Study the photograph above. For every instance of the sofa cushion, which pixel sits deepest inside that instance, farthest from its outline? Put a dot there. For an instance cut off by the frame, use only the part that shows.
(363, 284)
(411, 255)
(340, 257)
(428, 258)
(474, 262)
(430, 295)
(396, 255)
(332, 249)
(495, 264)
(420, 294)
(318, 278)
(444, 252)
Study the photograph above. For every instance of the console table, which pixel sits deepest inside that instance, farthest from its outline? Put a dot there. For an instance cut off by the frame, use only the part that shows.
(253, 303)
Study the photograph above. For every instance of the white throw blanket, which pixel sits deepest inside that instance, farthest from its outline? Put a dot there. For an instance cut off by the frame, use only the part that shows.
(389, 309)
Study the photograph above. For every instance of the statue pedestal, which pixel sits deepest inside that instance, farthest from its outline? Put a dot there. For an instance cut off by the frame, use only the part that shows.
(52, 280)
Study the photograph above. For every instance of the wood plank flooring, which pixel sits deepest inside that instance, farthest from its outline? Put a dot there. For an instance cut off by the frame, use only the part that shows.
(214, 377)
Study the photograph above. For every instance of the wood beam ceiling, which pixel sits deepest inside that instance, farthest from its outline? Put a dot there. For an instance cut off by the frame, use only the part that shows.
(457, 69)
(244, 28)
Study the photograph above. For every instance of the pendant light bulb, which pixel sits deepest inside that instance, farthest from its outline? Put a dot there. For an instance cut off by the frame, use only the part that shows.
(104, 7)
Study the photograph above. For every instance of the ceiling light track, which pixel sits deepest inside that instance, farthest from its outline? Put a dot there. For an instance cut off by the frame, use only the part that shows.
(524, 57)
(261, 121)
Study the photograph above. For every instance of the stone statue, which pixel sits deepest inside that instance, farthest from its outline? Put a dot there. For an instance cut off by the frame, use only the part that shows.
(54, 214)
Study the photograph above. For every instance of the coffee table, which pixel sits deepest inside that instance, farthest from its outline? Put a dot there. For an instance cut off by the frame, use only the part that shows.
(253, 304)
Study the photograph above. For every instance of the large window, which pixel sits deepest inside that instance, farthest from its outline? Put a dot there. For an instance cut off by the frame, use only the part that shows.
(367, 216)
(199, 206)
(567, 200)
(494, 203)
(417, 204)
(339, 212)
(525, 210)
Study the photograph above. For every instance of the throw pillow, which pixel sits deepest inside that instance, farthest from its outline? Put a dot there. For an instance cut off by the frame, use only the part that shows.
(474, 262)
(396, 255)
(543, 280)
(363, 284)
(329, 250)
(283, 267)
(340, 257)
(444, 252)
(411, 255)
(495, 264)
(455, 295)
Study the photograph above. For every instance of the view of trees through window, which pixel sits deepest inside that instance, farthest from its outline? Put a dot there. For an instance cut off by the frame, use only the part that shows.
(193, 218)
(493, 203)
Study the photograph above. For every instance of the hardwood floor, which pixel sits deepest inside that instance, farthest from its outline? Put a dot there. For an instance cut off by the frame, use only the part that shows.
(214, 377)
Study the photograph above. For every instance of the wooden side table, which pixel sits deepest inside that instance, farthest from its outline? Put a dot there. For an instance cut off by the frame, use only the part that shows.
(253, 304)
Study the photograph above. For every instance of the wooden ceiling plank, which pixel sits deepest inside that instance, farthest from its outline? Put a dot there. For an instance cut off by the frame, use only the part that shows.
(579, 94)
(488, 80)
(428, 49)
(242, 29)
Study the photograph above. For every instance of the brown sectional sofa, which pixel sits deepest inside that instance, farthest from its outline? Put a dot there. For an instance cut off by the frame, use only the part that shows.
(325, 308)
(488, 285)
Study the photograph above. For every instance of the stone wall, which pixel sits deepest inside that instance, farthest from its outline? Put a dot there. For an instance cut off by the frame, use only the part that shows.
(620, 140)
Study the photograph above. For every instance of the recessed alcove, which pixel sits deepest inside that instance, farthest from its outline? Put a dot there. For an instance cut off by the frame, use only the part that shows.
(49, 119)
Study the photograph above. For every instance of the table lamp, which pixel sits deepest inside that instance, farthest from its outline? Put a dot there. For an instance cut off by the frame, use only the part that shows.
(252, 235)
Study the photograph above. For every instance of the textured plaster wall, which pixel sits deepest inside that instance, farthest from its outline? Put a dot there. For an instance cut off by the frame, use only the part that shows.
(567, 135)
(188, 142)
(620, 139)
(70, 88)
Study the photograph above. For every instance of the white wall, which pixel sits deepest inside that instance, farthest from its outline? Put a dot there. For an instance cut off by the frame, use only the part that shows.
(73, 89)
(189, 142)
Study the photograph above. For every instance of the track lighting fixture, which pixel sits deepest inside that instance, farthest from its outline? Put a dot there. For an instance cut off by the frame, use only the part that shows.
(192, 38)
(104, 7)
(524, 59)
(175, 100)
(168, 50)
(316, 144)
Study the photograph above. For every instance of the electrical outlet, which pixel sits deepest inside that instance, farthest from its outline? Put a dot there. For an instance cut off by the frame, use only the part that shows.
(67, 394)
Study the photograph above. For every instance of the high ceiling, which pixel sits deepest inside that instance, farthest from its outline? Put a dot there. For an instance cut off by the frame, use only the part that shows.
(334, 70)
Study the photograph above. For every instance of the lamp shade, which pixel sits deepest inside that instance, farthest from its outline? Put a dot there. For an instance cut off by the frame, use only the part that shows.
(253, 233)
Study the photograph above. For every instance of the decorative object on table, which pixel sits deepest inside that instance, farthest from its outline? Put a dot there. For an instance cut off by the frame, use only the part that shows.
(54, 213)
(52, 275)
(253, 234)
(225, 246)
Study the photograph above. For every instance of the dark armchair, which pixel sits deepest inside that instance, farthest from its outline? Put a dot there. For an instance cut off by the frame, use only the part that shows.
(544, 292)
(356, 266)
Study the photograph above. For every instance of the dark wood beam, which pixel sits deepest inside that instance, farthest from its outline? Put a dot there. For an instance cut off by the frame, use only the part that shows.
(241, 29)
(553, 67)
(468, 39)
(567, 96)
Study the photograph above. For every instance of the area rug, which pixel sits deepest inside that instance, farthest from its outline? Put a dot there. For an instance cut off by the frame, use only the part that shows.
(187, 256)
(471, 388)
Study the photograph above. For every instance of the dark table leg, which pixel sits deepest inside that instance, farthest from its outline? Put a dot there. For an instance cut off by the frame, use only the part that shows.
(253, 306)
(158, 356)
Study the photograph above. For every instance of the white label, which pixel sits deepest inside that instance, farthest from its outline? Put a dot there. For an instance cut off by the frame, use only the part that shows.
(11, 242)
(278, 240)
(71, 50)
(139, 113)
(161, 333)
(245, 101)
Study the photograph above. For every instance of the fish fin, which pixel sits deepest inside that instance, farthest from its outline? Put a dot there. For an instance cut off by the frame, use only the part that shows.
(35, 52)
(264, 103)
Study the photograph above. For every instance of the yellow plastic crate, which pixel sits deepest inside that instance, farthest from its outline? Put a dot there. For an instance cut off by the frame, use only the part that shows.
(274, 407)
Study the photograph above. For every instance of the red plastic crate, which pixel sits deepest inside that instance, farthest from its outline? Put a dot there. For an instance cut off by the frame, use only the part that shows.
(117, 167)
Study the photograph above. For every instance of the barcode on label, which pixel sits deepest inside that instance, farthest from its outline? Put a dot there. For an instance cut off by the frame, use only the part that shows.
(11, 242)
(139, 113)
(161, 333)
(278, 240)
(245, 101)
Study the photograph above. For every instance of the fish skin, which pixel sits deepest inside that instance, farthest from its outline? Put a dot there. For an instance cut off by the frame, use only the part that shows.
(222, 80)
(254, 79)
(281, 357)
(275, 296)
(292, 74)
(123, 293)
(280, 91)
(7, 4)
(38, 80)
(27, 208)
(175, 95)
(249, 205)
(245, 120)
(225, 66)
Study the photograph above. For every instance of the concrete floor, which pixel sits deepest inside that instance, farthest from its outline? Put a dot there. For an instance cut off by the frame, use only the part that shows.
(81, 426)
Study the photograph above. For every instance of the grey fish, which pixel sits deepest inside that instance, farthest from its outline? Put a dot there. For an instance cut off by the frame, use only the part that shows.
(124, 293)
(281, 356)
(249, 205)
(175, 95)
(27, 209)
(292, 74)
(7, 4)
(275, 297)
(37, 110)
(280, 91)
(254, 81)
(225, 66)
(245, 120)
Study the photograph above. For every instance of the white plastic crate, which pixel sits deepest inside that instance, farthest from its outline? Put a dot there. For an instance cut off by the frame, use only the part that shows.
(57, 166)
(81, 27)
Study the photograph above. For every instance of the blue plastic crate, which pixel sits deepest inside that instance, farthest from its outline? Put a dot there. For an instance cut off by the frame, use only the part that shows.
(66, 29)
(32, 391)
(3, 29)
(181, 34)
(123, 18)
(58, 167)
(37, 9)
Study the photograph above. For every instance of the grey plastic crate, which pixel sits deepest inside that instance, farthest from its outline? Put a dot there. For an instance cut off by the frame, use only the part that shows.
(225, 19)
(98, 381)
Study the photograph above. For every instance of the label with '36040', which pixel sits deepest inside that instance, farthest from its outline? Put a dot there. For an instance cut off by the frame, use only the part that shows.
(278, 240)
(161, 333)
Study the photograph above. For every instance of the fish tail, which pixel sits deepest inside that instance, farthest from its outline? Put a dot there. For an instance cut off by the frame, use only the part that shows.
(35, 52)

::::::::

### Directions for this task
Reproduce only those lines of the entries above that run from the line with "the white plastic" to the final line.

### Response to the exercise
Study the photograph above. For every instance of the white plastic crate, which pixel sits deepest inside that instance, farthest from its outline? Put a dot there. For an instance cut off by the frame, use only the part that shows.
(57, 166)
(81, 27)
Study the photograph above. For every instance of the blue plastic crate, which pixel sits deepest inside that instance, farthest from its outline? Put a dot there. For an instance cut off by the frame, use only the part that shows.
(66, 29)
(32, 391)
(3, 29)
(181, 34)
(123, 18)
(58, 167)
(37, 9)
Study the photograph above. For every instance of the grey plastic crate, which pixel sits deepest inside that instance, farthest from its outline? Put a dot there. For an instance cut off by the frame, use only the part that shows.
(225, 19)
(98, 381)
Study the photograph above. For every instance of the label with '36040', which pixel sits deepest inside that instance, farthest from its outline? Put a dot there. For an instance cut off by the frame, use only the part that shows.
(278, 240)
(161, 333)
Study the photograph above. For every instance of the fish tail, which pixel sits deepest inside that instance, farthest from its outline? Put a dot there. For an instance cut off by the frame, use only the part that shows.
(35, 52)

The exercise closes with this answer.